(Pointing records)

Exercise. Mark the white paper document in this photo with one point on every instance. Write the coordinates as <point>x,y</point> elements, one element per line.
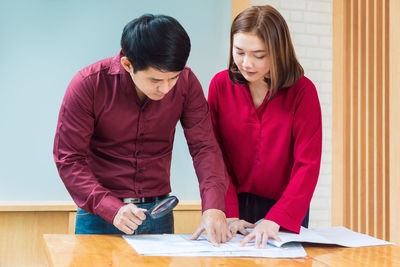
<point>181,245</point>
<point>290,247</point>
<point>338,235</point>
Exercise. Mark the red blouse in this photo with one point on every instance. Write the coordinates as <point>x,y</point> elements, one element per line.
<point>273,151</point>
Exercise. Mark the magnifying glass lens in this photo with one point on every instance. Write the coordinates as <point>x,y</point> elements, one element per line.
<point>163,207</point>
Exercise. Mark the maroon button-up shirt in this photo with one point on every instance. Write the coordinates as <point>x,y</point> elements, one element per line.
<point>109,145</point>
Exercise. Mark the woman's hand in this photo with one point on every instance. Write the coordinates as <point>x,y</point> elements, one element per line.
<point>264,230</point>
<point>235,225</point>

— Directive —
Write out all the records above again, switching "in this photo" to "in this image" and leaving everything else unchanged. Omit the pictures.

— The result —
Exercise. Mark the white paper document in this image with one point on every instance. Write the coordinates as <point>x,y</point> elements, one element per line.
<point>181,245</point>
<point>290,247</point>
<point>338,235</point>
Exercise. Mark the red blouse in this image with one point on every instance. Write the coordinates as <point>x,y</point> elements, one element per line.
<point>273,151</point>
Exercise. Mark the magnifying glass lens in this image with one point on every instance. Write the coordinates as <point>x,y</point> elements, one element per line.
<point>163,207</point>
Exercise. Mark the maroon button-up shirt in this image with one point on every instance. Write the coordinates as <point>x,y</point> elements, one element per line.
<point>109,145</point>
Exercise. Mark the woman's hand in this image with one point on every instance. Write the coordinates as <point>x,y</point> elements, one element per line.
<point>264,230</point>
<point>235,225</point>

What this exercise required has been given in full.